#### EXERCISE OBJECTIVE
Going through the material below, output exactly the lines from the one containing "List the mask of every instance of the dam" through the one containing "List the mask of every instance of the winding", and no pictures.
──────── MATERIAL FOR THIS TASK
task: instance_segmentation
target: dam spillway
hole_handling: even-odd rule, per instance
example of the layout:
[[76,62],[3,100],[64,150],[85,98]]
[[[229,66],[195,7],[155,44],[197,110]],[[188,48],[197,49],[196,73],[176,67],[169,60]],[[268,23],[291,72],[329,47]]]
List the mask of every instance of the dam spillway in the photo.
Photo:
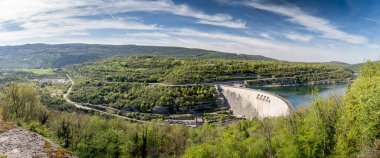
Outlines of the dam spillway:
[[285,116],[294,110],[286,99],[270,92],[227,85],[219,85],[218,89],[238,117],[263,119]]

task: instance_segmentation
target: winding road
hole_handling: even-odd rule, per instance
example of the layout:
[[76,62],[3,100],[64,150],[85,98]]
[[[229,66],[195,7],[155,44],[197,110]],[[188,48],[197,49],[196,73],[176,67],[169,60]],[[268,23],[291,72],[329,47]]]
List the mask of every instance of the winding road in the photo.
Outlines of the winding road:
[[[73,104],[77,109],[88,110],[88,111],[95,111],[95,112],[99,112],[101,114],[106,114],[106,115],[114,116],[114,117],[117,117],[117,118],[129,120],[129,121],[135,121],[135,122],[141,122],[141,123],[150,123],[150,121],[143,121],[143,120],[138,120],[138,119],[129,118],[129,117],[125,117],[125,116],[120,116],[120,115],[117,115],[117,114],[111,114],[111,113],[108,113],[108,112],[105,112],[105,111],[102,111],[102,110],[98,110],[98,109],[90,108],[90,107],[87,107],[87,106],[83,106],[81,103],[72,101],[69,98],[69,94],[73,90],[73,86],[74,86],[75,82],[74,82],[74,80],[68,74],[66,74],[66,76],[67,76],[67,78],[69,78],[69,80],[71,82],[71,86],[70,86],[69,90],[65,94],[63,94],[63,98],[66,100],[66,102],[68,102],[70,104]],[[165,124],[165,123],[155,123],[155,124],[168,125],[168,124]]]
[[[182,123],[191,122],[191,121],[188,121],[188,120],[171,120],[171,121],[177,122],[177,124],[172,124],[170,122],[144,121],[144,120],[129,118],[129,117],[126,117],[126,116],[112,114],[112,113],[109,113],[109,112],[106,112],[106,111],[102,111],[102,110],[98,110],[98,109],[95,109],[95,108],[83,106],[82,103],[74,102],[74,101],[72,101],[69,98],[69,94],[73,90],[73,86],[74,86],[75,82],[74,82],[74,80],[68,74],[66,74],[66,76],[70,80],[71,85],[70,85],[70,88],[67,90],[67,92],[65,94],[63,94],[63,98],[66,100],[66,102],[68,102],[70,104],[73,104],[77,109],[82,109],[82,110],[87,110],[87,111],[95,111],[95,112],[98,112],[98,113],[101,113],[101,114],[106,114],[106,115],[109,115],[109,116],[121,118],[121,119],[128,120],[128,121],[139,122],[139,123],[154,123],[156,125],[169,125],[169,126],[173,126],[173,125],[179,125],[178,123],[180,123],[180,122],[182,122]],[[111,107],[106,107],[106,108],[109,108],[109,109],[112,109],[112,110],[119,110],[119,109],[115,109],[115,108],[111,108]],[[195,125],[185,124],[185,125],[188,126],[188,127],[196,127],[197,126],[196,124]]]
[[[70,98],[69,98],[69,94],[72,92],[73,90],[73,86],[75,85],[75,81],[68,75],[66,74],[67,78],[70,80],[71,82],[71,85],[70,85],[70,88],[68,89],[68,91],[63,95],[63,98],[66,100],[66,102],[70,103],[70,104],[73,104],[77,109],[82,109],[82,110],[86,110],[86,111],[93,111],[93,112],[98,112],[98,113],[101,113],[101,114],[105,114],[105,115],[109,115],[109,116],[113,116],[113,117],[117,117],[117,118],[121,118],[121,119],[125,119],[125,120],[129,120],[129,121],[133,121],[133,122],[140,122],[140,123],[151,123],[151,121],[144,121],[144,120],[139,120],[139,119],[135,119],[135,118],[129,118],[129,117],[126,117],[126,116],[122,116],[122,115],[118,115],[118,114],[115,114],[115,113],[119,113],[119,109],[116,109],[116,108],[112,108],[112,107],[106,107],[106,106],[102,106],[102,105],[92,105],[92,106],[85,106],[83,105],[82,103],[79,103],[79,102],[75,102],[75,101],[72,101]],[[170,84],[164,84],[164,83],[149,83],[151,85],[163,85],[163,86],[194,86],[194,85],[206,85],[206,84],[185,84],[185,85],[170,85]],[[207,85],[214,85],[215,83],[208,83]],[[229,86],[230,87],[230,86]],[[240,89],[242,89],[240,87]],[[250,89],[251,90],[251,89]],[[268,92],[265,92],[265,93],[268,93]],[[284,100],[284,102],[286,102],[287,104],[290,104],[287,102],[287,100],[283,99],[282,97],[280,96],[277,96],[275,94],[271,94],[272,96],[275,96],[277,98],[280,98],[282,100]],[[94,108],[95,107],[95,108]],[[97,107],[99,108],[105,108],[106,110],[99,110]],[[292,107],[291,105],[289,106],[289,108]],[[111,113],[111,112],[108,112],[108,110],[111,110],[111,111],[116,111],[115,113]],[[195,124],[193,125],[192,123],[190,122],[193,122],[194,120],[165,120],[166,122],[153,122],[155,124],[158,124],[158,125],[175,125],[173,124],[173,122],[177,122],[176,124],[185,124],[187,126],[197,126],[197,121],[195,120]],[[190,123],[190,124],[189,124]]]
────────────────
#### ANSWER SECTION
List the mask of every instance of the dam spillway in the photo.
Photo:
Outlines of the dam spillway:
[[285,116],[294,110],[286,99],[270,92],[227,85],[219,85],[218,89],[238,117],[263,119]]

task: instance_segmentation
target: winding road
hole_handling: even-odd rule, per instance
example of the layout:
[[76,62],[3,100],[64,150],[85,98]]
[[[229,66],[195,7],[155,44],[197,110]],[[188,48],[197,49],[196,73],[176,67],[169,60]],[[268,23],[291,72],[329,47]]]
List the mask of every instance of the winding road in the photo.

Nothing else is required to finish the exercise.